The good natured Selle Francais is known for its dog-like desire to please its owner!
The Selle Francais, pronounced "Sell-fron-SAY," is an important French saddle horse, whose history is long and complex. It is a product of the mixture of several diverse breeds. These include early outcrossings of the heavy Norman Warhorse in the 1700's with later infusions of equine blood from Egypt, Austria, and Asia at the beginning of the 1800's, to finally the addition of Norfolk Trotter blood in the mid 1800's. It has a mixture of calvary horse, saddle horse, and a fine carriage horse in its making. Named a breed in 1958, the first stud book for the Selle Francais was published in 1965.
Today this breed is used primarily for jumping. A powerful mover, the Selle Francais is fast, bold, and very trainable. It is a formidable contender in international competition at show jumping. It also does equally well in the cross country field as well as making a good quality dressage horse. Good natured and trainable, this horse is an excellent mount for amateur riders looking to further their education in the equestrian arts.
The Selle Francais are known for their amiable personality. They make good amateur mounts for just about any discipline, from western trail horse to endurance. Their patience and kindness also makes them a good lesson horse for adults and children alike.
The Selle Francais are a light horse breed. Light horse breeds generally weigh under 1,500 pounds. They are typically used as riding horses for leisure and trail riding. Being agile and swift, many are also used on the racetrack, in the show ring, and for work on the ranch.
Light horses are grouped in a couple of different ways, one being the continent or country where they originated from. They are also grouped according to training, classified as either a stock type, hunter type, saddle type, or 'other'. A body type is generally attributed to each class, with the 'other' classification being a bit of an odd ball. It includes those that are color breeds or those that may fit a body type of one of the training classes, but not be used for that type of training. In some cases the 'other' types can also include those that may fit into more than one of the type groups.
The horse class the Selle Francais primarily fits into is the 'hunter' type class as it is strong in show jumping, in the cross country field, and also has talent for dressage and three day eventing.

-- -- --

Please answer from the Selle Francais description: in what year was the breed's first stud book published?

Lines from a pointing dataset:

-- -- --

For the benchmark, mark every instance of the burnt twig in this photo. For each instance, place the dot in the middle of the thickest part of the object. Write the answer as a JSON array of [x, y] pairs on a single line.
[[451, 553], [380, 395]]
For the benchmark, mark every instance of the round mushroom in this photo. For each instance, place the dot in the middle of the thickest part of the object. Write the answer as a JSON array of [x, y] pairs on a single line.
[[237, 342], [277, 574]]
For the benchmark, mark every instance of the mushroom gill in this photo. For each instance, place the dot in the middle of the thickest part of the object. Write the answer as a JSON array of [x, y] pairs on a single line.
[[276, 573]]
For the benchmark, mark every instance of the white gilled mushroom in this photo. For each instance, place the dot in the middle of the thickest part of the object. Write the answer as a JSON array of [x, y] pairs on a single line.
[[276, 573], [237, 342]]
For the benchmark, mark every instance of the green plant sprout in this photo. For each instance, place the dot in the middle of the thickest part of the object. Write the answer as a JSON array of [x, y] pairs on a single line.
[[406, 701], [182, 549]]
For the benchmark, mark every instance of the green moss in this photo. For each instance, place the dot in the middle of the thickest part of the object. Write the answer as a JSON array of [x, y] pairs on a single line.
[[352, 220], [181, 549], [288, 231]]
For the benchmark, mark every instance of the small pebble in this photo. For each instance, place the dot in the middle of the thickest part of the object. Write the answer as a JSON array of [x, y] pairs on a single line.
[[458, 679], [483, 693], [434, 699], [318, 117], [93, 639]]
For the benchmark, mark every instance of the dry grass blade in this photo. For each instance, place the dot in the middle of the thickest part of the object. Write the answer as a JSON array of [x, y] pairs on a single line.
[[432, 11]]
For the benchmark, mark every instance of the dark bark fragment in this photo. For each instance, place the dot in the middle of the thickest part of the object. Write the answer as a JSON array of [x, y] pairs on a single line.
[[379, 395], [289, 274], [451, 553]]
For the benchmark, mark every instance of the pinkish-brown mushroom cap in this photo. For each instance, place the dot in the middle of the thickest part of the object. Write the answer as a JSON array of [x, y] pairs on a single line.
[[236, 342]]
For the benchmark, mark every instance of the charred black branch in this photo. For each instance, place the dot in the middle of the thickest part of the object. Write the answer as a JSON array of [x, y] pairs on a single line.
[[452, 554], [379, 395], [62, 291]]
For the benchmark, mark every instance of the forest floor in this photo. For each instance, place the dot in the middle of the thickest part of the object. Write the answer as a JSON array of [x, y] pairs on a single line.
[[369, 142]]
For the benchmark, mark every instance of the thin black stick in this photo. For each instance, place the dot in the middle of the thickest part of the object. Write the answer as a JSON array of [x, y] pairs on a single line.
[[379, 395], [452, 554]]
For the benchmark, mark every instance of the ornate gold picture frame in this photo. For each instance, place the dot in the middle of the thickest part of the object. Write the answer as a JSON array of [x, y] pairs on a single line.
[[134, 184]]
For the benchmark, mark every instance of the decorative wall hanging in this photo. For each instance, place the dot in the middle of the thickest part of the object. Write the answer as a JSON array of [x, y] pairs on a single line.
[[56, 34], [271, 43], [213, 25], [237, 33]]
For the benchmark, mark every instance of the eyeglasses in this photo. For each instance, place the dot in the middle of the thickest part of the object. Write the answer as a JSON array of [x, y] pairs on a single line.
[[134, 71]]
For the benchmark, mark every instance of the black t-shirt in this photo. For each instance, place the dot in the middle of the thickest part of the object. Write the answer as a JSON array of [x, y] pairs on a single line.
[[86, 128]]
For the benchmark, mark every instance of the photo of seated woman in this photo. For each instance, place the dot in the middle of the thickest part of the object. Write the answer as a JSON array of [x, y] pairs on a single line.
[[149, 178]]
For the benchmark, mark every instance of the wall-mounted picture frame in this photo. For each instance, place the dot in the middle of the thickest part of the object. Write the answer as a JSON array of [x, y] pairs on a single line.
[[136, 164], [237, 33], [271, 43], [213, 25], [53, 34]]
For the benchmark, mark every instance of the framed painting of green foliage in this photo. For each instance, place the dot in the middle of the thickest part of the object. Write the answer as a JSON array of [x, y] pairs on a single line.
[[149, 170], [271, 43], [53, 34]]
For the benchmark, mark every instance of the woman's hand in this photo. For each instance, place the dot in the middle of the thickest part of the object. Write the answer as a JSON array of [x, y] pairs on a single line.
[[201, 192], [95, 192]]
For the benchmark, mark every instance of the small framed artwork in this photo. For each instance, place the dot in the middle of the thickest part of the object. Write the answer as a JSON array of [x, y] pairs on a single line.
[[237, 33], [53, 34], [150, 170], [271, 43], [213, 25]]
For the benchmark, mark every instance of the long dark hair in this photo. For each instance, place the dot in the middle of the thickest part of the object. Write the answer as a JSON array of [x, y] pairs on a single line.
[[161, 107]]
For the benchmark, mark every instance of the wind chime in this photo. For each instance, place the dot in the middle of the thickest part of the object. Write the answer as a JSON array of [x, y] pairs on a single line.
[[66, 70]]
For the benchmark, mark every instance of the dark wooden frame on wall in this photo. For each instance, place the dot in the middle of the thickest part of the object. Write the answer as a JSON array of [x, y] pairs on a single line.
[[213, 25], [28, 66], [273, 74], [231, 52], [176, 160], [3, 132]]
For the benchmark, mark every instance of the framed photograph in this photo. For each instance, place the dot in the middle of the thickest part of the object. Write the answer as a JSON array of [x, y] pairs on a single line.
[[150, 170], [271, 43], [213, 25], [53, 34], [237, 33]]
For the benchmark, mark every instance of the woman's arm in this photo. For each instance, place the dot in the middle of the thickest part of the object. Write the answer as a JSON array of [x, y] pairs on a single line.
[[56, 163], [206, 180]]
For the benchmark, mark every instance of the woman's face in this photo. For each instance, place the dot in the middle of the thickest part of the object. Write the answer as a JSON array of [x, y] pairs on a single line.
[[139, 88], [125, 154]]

-- -- --

Answer in full: 1965